[Stored data]
===============
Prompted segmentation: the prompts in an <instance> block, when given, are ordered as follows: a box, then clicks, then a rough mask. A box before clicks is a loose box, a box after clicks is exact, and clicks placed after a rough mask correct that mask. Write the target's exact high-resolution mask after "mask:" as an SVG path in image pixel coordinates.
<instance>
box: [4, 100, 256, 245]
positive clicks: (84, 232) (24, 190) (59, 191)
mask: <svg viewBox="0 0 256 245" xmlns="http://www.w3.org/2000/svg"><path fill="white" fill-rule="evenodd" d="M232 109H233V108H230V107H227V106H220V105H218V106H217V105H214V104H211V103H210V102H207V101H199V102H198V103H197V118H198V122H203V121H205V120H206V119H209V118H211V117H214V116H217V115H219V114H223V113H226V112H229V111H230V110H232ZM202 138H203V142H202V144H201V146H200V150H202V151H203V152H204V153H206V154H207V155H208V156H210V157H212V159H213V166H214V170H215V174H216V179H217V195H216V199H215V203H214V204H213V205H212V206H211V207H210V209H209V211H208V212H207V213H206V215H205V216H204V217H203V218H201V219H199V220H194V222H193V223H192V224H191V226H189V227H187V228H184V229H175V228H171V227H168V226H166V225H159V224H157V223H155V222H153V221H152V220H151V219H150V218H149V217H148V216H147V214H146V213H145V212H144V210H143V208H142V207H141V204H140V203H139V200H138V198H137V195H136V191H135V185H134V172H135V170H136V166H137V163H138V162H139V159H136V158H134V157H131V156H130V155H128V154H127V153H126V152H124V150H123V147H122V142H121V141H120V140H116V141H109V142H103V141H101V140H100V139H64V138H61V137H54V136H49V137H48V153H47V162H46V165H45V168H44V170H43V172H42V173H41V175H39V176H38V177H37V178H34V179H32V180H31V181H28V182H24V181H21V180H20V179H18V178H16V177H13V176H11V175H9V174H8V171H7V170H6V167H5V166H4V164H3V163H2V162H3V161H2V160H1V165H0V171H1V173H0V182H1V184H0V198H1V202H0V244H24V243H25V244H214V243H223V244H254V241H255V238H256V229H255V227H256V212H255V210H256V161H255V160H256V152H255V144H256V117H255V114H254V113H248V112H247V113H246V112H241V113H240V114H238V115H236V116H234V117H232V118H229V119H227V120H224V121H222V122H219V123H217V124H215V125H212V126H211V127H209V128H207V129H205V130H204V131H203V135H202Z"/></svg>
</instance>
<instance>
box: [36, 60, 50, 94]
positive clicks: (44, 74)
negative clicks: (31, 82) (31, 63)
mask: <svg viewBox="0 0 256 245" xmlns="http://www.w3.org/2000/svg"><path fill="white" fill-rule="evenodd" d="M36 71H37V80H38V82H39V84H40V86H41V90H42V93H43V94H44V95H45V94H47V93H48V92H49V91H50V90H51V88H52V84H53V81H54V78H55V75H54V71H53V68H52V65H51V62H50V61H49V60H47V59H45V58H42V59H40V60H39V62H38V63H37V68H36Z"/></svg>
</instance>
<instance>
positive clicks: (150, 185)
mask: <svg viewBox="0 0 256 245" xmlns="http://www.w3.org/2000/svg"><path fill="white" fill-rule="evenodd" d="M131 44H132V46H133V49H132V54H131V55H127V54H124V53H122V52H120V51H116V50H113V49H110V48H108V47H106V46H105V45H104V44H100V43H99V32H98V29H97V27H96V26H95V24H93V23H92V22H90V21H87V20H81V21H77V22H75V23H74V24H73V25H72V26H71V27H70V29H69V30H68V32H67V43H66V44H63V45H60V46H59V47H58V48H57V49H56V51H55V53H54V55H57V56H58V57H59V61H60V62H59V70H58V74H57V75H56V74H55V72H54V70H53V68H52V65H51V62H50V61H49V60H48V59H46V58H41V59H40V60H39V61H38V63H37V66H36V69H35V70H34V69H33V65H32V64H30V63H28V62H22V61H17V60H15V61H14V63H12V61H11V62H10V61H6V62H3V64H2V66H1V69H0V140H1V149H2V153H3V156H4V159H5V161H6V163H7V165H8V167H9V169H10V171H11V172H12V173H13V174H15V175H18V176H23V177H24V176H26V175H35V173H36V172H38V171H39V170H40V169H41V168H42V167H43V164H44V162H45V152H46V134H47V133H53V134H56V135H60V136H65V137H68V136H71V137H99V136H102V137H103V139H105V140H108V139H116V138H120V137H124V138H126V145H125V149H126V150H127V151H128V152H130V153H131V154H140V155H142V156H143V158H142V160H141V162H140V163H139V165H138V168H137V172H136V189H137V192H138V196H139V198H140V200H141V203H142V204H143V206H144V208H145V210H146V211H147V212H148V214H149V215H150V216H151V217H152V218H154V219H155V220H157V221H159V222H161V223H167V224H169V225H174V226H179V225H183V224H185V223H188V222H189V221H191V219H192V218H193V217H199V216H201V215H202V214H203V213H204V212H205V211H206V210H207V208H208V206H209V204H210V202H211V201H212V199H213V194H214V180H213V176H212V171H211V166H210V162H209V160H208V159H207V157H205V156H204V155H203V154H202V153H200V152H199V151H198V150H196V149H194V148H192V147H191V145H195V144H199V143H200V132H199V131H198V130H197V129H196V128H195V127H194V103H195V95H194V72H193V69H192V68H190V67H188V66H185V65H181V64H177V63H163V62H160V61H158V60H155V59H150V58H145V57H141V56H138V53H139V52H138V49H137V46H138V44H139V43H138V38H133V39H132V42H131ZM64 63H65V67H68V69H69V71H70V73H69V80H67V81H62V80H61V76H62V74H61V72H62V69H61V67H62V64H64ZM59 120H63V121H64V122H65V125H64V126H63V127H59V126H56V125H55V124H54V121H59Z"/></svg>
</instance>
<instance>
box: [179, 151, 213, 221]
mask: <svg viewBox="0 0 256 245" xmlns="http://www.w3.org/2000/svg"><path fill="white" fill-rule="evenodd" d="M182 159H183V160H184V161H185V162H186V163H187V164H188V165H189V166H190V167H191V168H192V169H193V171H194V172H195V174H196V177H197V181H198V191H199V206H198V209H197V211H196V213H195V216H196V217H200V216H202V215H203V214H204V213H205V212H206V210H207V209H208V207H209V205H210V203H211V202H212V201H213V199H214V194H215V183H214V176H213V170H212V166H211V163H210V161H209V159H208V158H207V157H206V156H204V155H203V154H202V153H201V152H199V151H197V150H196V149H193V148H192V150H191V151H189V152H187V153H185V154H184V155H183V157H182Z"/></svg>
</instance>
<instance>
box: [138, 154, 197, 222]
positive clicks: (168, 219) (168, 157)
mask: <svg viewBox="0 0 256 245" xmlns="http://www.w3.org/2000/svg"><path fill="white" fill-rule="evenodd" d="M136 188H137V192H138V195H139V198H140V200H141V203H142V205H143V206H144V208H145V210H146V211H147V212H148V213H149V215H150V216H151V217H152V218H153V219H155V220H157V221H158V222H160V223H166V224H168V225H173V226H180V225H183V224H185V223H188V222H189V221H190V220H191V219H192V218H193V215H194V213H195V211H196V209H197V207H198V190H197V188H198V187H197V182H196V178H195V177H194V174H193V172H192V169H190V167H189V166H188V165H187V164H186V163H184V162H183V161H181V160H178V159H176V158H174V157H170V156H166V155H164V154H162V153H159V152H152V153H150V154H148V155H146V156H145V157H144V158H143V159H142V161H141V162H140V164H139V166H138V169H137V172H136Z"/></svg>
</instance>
===============
Exercise prompt = Would you write out the data exactly as it reads?

Task response =
Prompted segmentation: the prompts in an <instance> block, when given, are ordered as follows: a box, then clicks, then a rough mask. A box before clicks is a loose box, a box after clicks is exact, and clicks placed after a rough mask correct that mask. Write the target's exact high-resolution mask after "mask:" as an SVG path in image pixel coordinates.
<instance>
box: [4, 100, 256, 245]
positive clicks: (84, 232) (24, 190) (59, 191)
mask: <svg viewBox="0 0 256 245" xmlns="http://www.w3.org/2000/svg"><path fill="white" fill-rule="evenodd" d="M232 109H233V108H230V107H227V106H220V105H218V106H217V105H214V104H211V103H210V102H207V101H199V102H198V103H197V118H198V122H203V121H205V120H206V119H209V118H211V117H214V116H217V115H219V114H223V113H226V112H229V111H230V110H232ZM202 138H203V142H202V144H201V146H200V150H202V151H203V152H204V153H206V154H207V155H208V156H210V157H212V159H213V166H214V170H215V174H216V179H217V195H216V199H215V203H214V204H213V205H212V206H211V207H210V209H209V211H208V212H207V213H206V215H205V216H204V217H203V218H201V219H199V220H194V222H193V223H192V224H191V226H189V227H187V228H184V229H175V228H171V227H168V226H166V225H159V224H157V223H155V222H153V221H152V220H151V219H150V218H149V217H148V216H147V214H146V213H145V212H144V210H143V208H142V207H141V204H140V203H139V200H138V198H137V195H136V191H135V185H134V172H135V170H136V166H137V163H138V162H139V159H136V158H134V157H131V156H130V155H128V154H127V153H126V152H124V150H123V147H122V142H121V141H120V140H116V141H109V142H103V141H101V140H100V139H64V138H61V137H54V136H49V137H48V153H47V162H46V165H45V168H44V170H43V172H42V173H41V175H39V176H38V177H37V178H34V179H32V180H31V181H28V182H24V181H21V180H20V179H18V178H16V177H13V176H11V175H9V174H8V171H7V170H6V167H5V166H4V164H3V163H2V162H3V161H2V160H1V165H0V171H1V173H0V182H1V184H0V198H1V202H0V244H24V243H25V244H214V243H223V244H254V241H255V238H256V229H255V227H256V212H255V210H256V161H255V160H256V152H255V144H256V117H255V114H254V113H248V112H247V113H246V112H241V113H240V114H238V115H236V116H234V117H232V118H229V119H227V120H224V121H222V122H219V123H217V124H215V125H212V126H211V127H209V128H207V129H205V130H204V131H203V135H202Z"/></svg>
</instance>
<instance>
box: [36, 60, 50, 94]
positive clicks: (44, 74)
negative clicks: (31, 82) (31, 63)
mask: <svg viewBox="0 0 256 245" xmlns="http://www.w3.org/2000/svg"><path fill="white" fill-rule="evenodd" d="M36 71H37V80H38V82H39V84H40V86H41V90H42V93H43V94H44V95H45V94H47V93H48V92H49V91H50V90H51V88H52V84H53V81H54V78H55V75H54V71H53V68H52V65H51V62H50V61H49V60H47V59H45V58H42V59H40V60H39V62H38V63H37V68H36Z"/></svg>
</instance>
<instance>
positive clicks: (150, 185)
mask: <svg viewBox="0 0 256 245" xmlns="http://www.w3.org/2000/svg"><path fill="white" fill-rule="evenodd" d="M131 44H132V46H133V49H132V54H131V55H127V54H124V53H122V52H120V51H116V50H113V49H110V48H108V47H106V46H105V45H104V44H100V43H99V32H98V29H97V27H96V26H95V24H93V23H92V22H90V21H87V20H81V21H77V22H75V23H74V24H73V25H72V26H71V27H70V29H69V30H68V32H67V43H66V44H63V45H60V46H59V47H58V48H57V49H56V51H55V53H54V55H57V56H58V57H59V61H60V62H59V70H58V74H57V75H56V74H55V72H54V70H53V68H52V65H51V62H50V61H49V60H48V59H46V58H41V59H40V60H39V61H38V63H37V66H36V69H35V70H34V69H33V65H32V64H30V63H28V62H22V61H17V60H15V61H14V63H12V61H11V62H10V61H6V62H3V64H2V66H1V69H0V140H1V149H2V153H3V156H4V159H5V161H6V163H7V165H8V167H9V169H10V171H11V172H12V173H13V174H15V175H18V176H23V177H24V176H26V175H35V173H36V172H38V171H39V170H40V169H41V168H42V167H43V164H44V162H45V152H46V134H47V133H53V134H56V135H60V136H65V137H68V136H71V137H99V136H102V137H103V139H105V140H108V139H116V138H120V137H124V138H126V145H125V149H126V150H127V151H128V152H130V153H131V154H140V155H142V156H143V158H142V160H141V162H140V163H139V165H138V168H137V172H136V189H137V192H138V196H139V198H140V200H141V203H142V204H143V206H144V208H145V210H146V211H147V212H148V214H149V215H150V216H151V217H152V218H154V219H155V220H157V221H159V222H161V223H167V224H169V225H174V226H179V225H183V224H185V223H188V222H189V221H191V219H192V218H193V217H199V216H201V215H202V214H203V213H204V212H205V211H206V210H207V208H208V206H209V204H210V202H211V201H212V199H213V194H214V180H213V176H212V171H211V166H210V162H209V160H208V159H207V157H205V156H204V155H203V154H202V153H200V152H199V151H198V150H196V149H194V148H192V147H191V145H195V144H199V143H200V132H199V131H198V130H197V129H196V128H195V127H194V103H195V95H194V72H193V69H192V68H190V67H188V66H185V65H181V64H177V63H163V62H160V61H158V60H155V59H150V58H145V57H141V56H138V53H139V52H138V49H137V46H138V44H139V43H138V38H133V39H132V42H131ZM64 63H65V67H68V69H69V71H70V73H69V80H67V81H62V80H61V76H62V74H61V72H62V69H61V67H62V64H64ZM59 120H63V121H64V122H65V125H64V126H63V127H59V126H56V125H55V124H54V121H59Z"/></svg>
</instance>
<instance>
box: [179, 151, 213, 221]
mask: <svg viewBox="0 0 256 245" xmlns="http://www.w3.org/2000/svg"><path fill="white" fill-rule="evenodd" d="M182 159H183V160H184V161H185V162H186V163H187V164H188V165H189V166H190V167H191V168H192V169H193V171H194V172H195V174H196V177H197V181H198V191H199V206H198V209H197V211H196V213H195V216H196V217H200V216H202V215H203V214H204V213H205V212H206V210H207V209H208V207H209V205H210V203H211V202H212V201H213V199H214V194H215V183H214V176H213V170H212V166H211V163H210V161H209V159H208V158H207V157H206V156H204V155H203V154H202V153H201V152H199V151H197V150H196V149H193V148H192V150H191V151H189V152H187V153H185V154H184V155H183V157H182Z"/></svg>
</instance>
<instance>
box: [138, 154, 197, 222]
positive clicks: (168, 219) (168, 157)
mask: <svg viewBox="0 0 256 245" xmlns="http://www.w3.org/2000/svg"><path fill="white" fill-rule="evenodd" d="M136 188H137V192H138V195H139V198H140V200H141V203H142V205H143V206H144V208H145V210H146V211H147V212H148V213H149V215H150V216H151V217H152V218H153V219H155V220H157V221H158V222H160V223H166V224H168V225H173V226H180V225H183V224H185V223H188V222H189V221H190V220H191V219H192V218H193V215H194V213H195V211H196V209H197V207H198V190H197V188H198V187H197V182H196V178H195V177H194V174H193V172H192V169H190V167H189V166H188V165H187V164H186V163H184V162H183V161H181V160H178V159H176V158H174V157H170V156H166V155H164V154H162V153H159V152H152V153H150V154H148V155H146V156H145V157H144V158H143V159H142V161H141V162H140V164H139V166H138V169H137V172H136Z"/></svg>
</instance>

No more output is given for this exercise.